■ DESCRIPTION OF THE TASK
Can you retype every line of the data below without changing anything, leaving out the pictures?

■ INFORMATION SUPPLIED
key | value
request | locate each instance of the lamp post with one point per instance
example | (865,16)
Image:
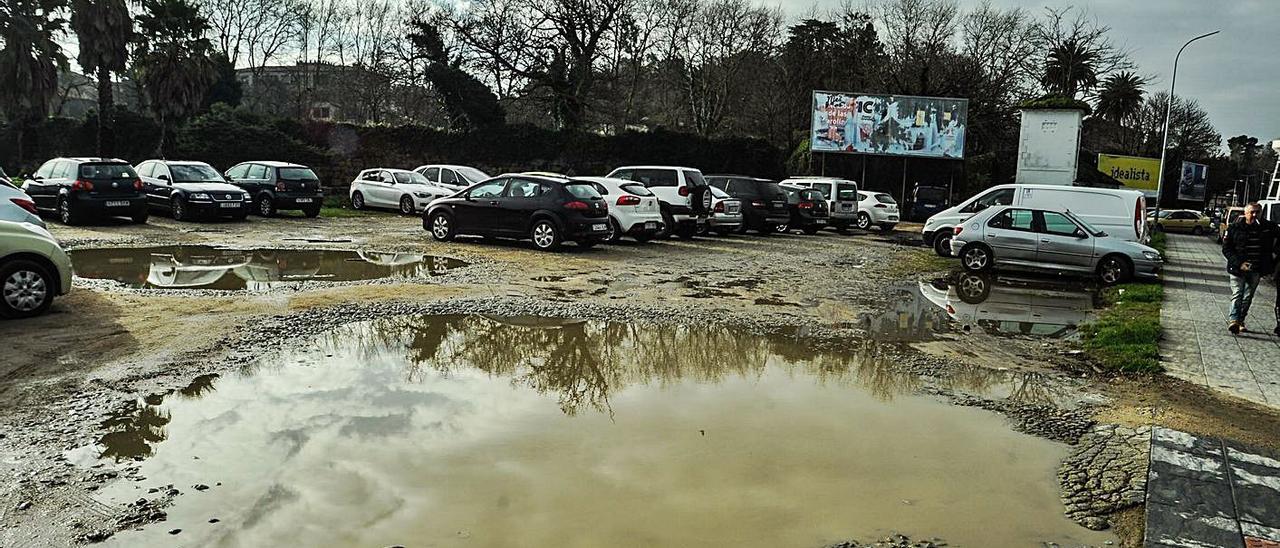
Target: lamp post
(1169,108)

■ SOLUTION TO THIS PROBLEM
key | value
request | locate each instance of the lamp post with one point per instance
example | (865,16)
Image:
Target: lamp post
(1169,108)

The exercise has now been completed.